◆ EXCERPT
________________________________________

Lee Dong-keun

Personal information
- Born: 20 November 1990 (age 35) Seoul, South Korea
- Height: 1.83 m (6 ft 0 in)

Sport
- Country: South Korea
- Sport: Badminton
- Handedness: Right

Men's singles
- Highest ranking: 16 (29 September 2016)
- BWF profile

Medal record
Men's badminton
Representing South Korea
Sudirman Cup
| Silver medal – second place | 2013 Kuala Lumpur | Mixed team |
| Bronze medal – third place | 2015 Dongguan | Mixed team |
Thomas Cup
| Silver medal – second place | 2012 Wuhan | Men's team |
| Bronze medal – third place | 2016 Kunshan | Men's team |
Asian Games
| Gold medal – first place | 2014 Incheon | Men's team |
Asia Team Championships
| Bronze medal – third place | 2016 Hyderabad | Men's team |
| Bronze medal – third place | 2018 Alor Setar | Men's team |
World Junior Championships
| Silver medal – second place | 2008 Pune | Mixed team |
| Bronze medal – third place | 2008 Pune | Boys' singles |
Asian Junior Championships
| Silver medal – second place | 2008 Kuala Lumpur | Mixed team |

= Lee Dong-keun (badminton) =

South Korean badminton player

Lee Dong-keun (/ko/ or /ko/ /ko/; born 20 November 1990) is a Korean badminton player specializing in men's singles. He won his first international senior title at the 2011 Vietnam International tournament. Lee participated at the 2012 World University Championships in Gwangju, South Korea, won a gold medal in the mixed team and a bronze in the singles events. He was also part of the South Korean winning team at the 2014 Asian Games. In 2016, Lee represented his country competing at the Summer Olympics in Rio de Janeiro, Brazil.

________________________________________

(Coordinate annotation records)

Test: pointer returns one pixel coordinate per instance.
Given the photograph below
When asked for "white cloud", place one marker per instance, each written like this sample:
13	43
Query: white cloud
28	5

________________________________________

◆ CHALLENGE 1
Which competitions appear as headings under the medal record in the text on Lee Dong-keun?
◆ CHALLENGE 2
Put the lines of the listing into a JSON list of strings, with one string per line and no entries for blank lines.

◆ WRITTEN REPLY 1
- Sudirman Cup
- Thomas Cup
- Asian Games
- Asia Team Championships
- World Junior Championships
- Asian Junior Championships

◆ WRITTEN REPLY 2
[
  "Test: pointer returns one pixel coordinate per instance.",
  "Given the photograph below",
  "When asked for \"white cloud\", place one marker per instance, each written like this sample:",
  "13\t43",
  "Query: white cloud",
  "28\t5"
]